_Source data_.
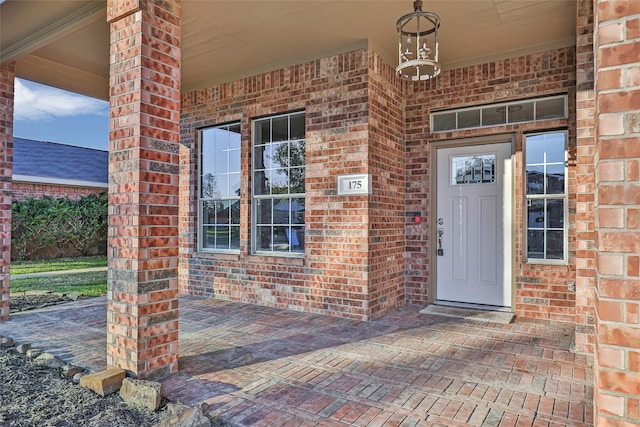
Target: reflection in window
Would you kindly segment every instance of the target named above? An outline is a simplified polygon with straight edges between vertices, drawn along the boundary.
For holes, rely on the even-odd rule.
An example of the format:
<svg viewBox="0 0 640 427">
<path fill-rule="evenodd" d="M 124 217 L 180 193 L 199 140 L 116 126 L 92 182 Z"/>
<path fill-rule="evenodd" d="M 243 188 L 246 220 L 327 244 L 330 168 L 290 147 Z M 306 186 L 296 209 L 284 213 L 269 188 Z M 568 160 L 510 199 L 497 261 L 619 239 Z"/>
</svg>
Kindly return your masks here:
<svg viewBox="0 0 640 427">
<path fill-rule="evenodd" d="M 488 184 L 495 181 L 495 154 L 451 158 L 451 183 L 453 185 Z"/>
<path fill-rule="evenodd" d="M 202 129 L 199 150 L 200 250 L 240 249 L 240 124 Z"/>
<path fill-rule="evenodd" d="M 255 252 L 304 252 L 305 116 L 292 113 L 253 125 Z"/>
<path fill-rule="evenodd" d="M 566 132 L 525 141 L 527 258 L 564 260 L 566 252 Z"/>
</svg>

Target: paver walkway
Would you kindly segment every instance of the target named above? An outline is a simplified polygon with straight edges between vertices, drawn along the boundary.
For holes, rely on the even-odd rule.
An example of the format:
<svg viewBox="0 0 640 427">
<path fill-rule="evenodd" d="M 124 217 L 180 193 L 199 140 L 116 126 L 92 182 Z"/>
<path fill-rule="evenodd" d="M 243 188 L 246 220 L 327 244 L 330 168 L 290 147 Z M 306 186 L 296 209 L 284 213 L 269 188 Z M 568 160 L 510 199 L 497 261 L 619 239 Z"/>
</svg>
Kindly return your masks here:
<svg viewBox="0 0 640 427">
<path fill-rule="evenodd" d="M 180 297 L 165 394 L 240 426 L 591 425 L 573 325 L 485 323 L 404 306 L 372 322 Z M 105 368 L 105 300 L 15 314 L 0 334 Z"/>
</svg>

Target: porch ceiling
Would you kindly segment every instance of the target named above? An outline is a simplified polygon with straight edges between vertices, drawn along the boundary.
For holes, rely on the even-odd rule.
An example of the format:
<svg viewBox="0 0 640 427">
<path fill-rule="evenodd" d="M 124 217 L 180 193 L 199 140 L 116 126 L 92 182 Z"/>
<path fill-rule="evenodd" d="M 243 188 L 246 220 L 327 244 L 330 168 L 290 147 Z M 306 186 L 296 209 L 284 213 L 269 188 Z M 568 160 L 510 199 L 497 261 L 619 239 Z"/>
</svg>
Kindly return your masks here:
<svg viewBox="0 0 640 427">
<path fill-rule="evenodd" d="M 575 44 L 575 0 L 424 3 L 441 17 L 445 69 Z M 411 11 L 411 0 L 183 0 L 183 90 L 367 45 L 395 65 L 395 22 Z M 0 55 L 18 77 L 107 99 L 105 2 L 1 2 Z"/>
</svg>

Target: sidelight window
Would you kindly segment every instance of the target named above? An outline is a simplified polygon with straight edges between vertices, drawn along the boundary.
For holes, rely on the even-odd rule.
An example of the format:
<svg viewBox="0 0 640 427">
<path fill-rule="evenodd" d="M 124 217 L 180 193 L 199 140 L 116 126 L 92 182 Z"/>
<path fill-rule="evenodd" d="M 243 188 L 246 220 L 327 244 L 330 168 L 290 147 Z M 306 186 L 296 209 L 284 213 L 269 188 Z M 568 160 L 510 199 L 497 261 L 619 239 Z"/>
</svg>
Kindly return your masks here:
<svg viewBox="0 0 640 427">
<path fill-rule="evenodd" d="M 527 258 L 567 258 L 567 133 L 528 135 L 525 140 Z"/>
</svg>

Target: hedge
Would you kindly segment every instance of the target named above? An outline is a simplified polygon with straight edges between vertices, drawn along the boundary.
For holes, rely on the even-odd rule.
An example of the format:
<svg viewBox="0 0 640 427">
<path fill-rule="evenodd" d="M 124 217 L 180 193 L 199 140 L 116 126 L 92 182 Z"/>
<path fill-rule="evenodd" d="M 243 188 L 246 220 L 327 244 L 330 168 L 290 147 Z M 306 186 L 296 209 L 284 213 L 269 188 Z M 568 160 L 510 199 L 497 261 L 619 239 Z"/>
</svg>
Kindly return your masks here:
<svg viewBox="0 0 640 427">
<path fill-rule="evenodd" d="M 107 243 L 107 195 L 78 200 L 41 199 L 14 201 L 11 205 L 11 256 L 30 259 L 46 250 L 53 257 L 68 251 L 80 255 L 104 253 Z"/>
</svg>

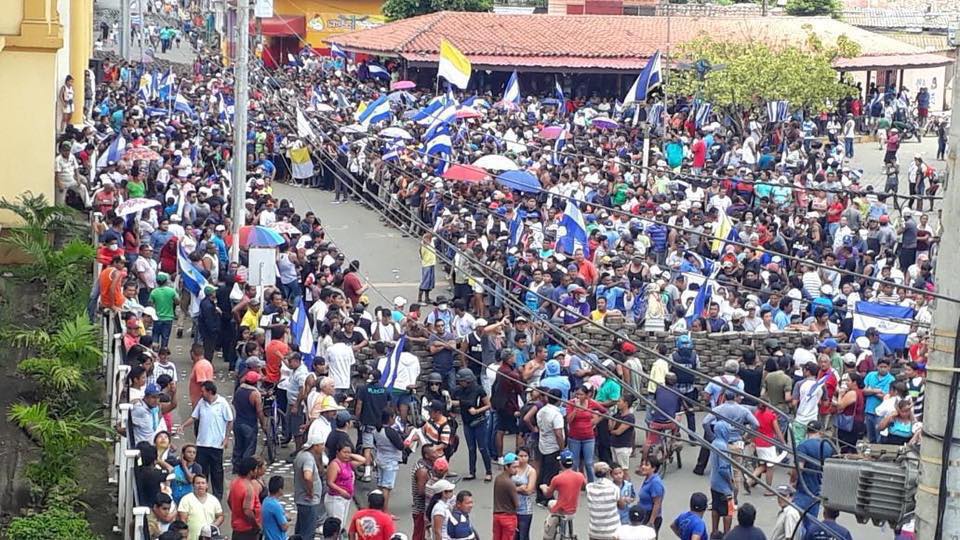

_Problem statement_. Everything in the entries except the images must be copied exactly.

_Written solution_.
Target: reflection in window
Would you kindly segment every instance of the target named above? An outline is a simplified polygon with straight edges between vertices, drawn along the boundary.
For holes, rely on the even-odd rule.
An example of the format:
<svg viewBox="0 0 640 427">
<path fill-rule="evenodd" d="M 124 217 L 180 193 L 199 140 L 116 126 L 92 182 Z"/>
<path fill-rule="evenodd" d="M 243 188 L 246 220 L 327 244 L 330 168 L 290 147 Z M 306 186 L 296 209 L 284 213 L 269 188 Z M 568 160 L 510 199 L 497 261 L 619 239 Z"/>
</svg>
Kindly return your masks here:
<svg viewBox="0 0 640 427">
<path fill-rule="evenodd" d="M 488 184 L 495 181 L 495 154 L 451 158 L 451 183 L 453 185 Z"/>
<path fill-rule="evenodd" d="M 202 129 L 199 150 L 200 250 L 240 249 L 240 124 Z"/>
<path fill-rule="evenodd" d="M 255 252 L 304 252 L 305 116 L 292 113 L 253 125 Z"/>
<path fill-rule="evenodd" d="M 566 132 L 525 141 L 527 258 L 564 260 L 566 252 Z"/>
</svg>

Target: paver walkway
Would you kindly segment every instance of the target named above? An outline is a simplified polygon with straight edges between vertices, drawn along the boundary.
For holes, rely on the even-odd rule.
An example of the format:
<svg viewBox="0 0 640 427">
<path fill-rule="evenodd" d="M 124 217 L 180 193 L 199 140 L 116 126 L 92 182 Z"/>
<path fill-rule="evenodd" d="M 243 188 L 246 220 L 327 244 L 330 168 L 290 147 Z M 306 186 L 296 209 L 284 213 L 269 188 Z M 568 160 L 510 199 L 497 261 L 619 239 Z"/>
</svg>
Kindly return your masks here:
<svg viewBox="0 0 640 427">
<path fill-rule="evenodd" d="M 180 297 L 165 394 L 240 426 L 591 425 L 573 325 L 485 323 L 404 306 L 372 322 Z M 105 368 L 105 300 L 15 314 L 0 334 Z"/>
</svg>

Target: porch ceiling
Would you kindly segment every instance of the target named above? An outline is a simplified polygon with straight edges between vertices, drawn along the boundary.
For holes, rely on the even-odd rule.
An example of the format:
<svg viewBox="0 0 640 427">
<path fill-rule="evenodd" d="M 124 217 L 180 193 L 199 140 L 116 126 L 92 182 Z"/>
<path fill-rule="evenodd" d="M 243 188 L 246 220 L 327 244 L 330 168 L 290 147 Z M 306 186 L 296 209 L 284 213 L 269 188 Z M 568 160 L 510 199 L 497 261 L 619 239 Z"/>
</svg>
Kindly return your masks here:
<svg viewBox="0 0 640 427">
<path fill-rule="evenodd" d="M 575 44 L 575 0 L 424 3 L 441 17 L 445 69 Z M 411 11 L 411 0 L 183 0 L 183 90 L 367 45 L 395 65 L 395 22 Z M 0 55 L 18 77 L 107 99 L 105 2 L 1 2 Z"/>
</svg>

Target: sidelight window
Would you kindly segment every instance of the target named above? An outline is a simplified polygon with straight edges between vertices, drawn along the boundary.
For holes, rely on the even-odd rule.
An example of the format:
<svg viewBox="0 0 640 427">
<path fill-rule="evenodd" d="M 124 217 L 180 193 L 199 140 L 116 126 L 92 182 Z"/>
<path fill-rule="evenodd" d="M 243 188 L 246 220 L 327 244 L 330 168 L 290 147 Z M 306 186 L 296 209 L 284 213 L 269 188 Z M 568 160 L 510 199 L 497 261 L 619 239 Z"/>
</svg>
Kindly return your masks here:
<svg viewBox="0 0 640 427">
<path fill-rule="evenodd" d="M 527 258 L 567 258 L 567 133 L 528 135 L 525 140 Z"/>
</svg>

Target: hedge
Would you kindly segment every instance of the target named above? An outline is a simplified polygon with straight edges between vertices, drawn along the boundary.
For holes, rely on the even-odd rule.
An example of the format:
<svg viewBox="0 0 640 427">
<path fill-rule="evenodd" d="M 124 217 L 180 193 L 199 140 L 116 126 L 92 182 Z"/>
<path fill-rule="evenodd" d="M 243 188 L 246 220 L 327 244 L 330 168 L 290 147 Z M 306 186 L 296 209 L 284 213 L 269 188 Z M 568 160 L 510 199 L 497 261 L 619 239 Z"/>
</svg>
Kindly return your masks here:
<svg viewBox="0 0 640 427">
<path fill-rule="evenodd" d="M 107 243 L 107 195 L 78 200 L 41 199 L 14 201 L 11 205 L 11 256 L 30 259 L 46 250 L 53 257 L 68 251 L 80 255 L 104 253 Z"/>
</svg>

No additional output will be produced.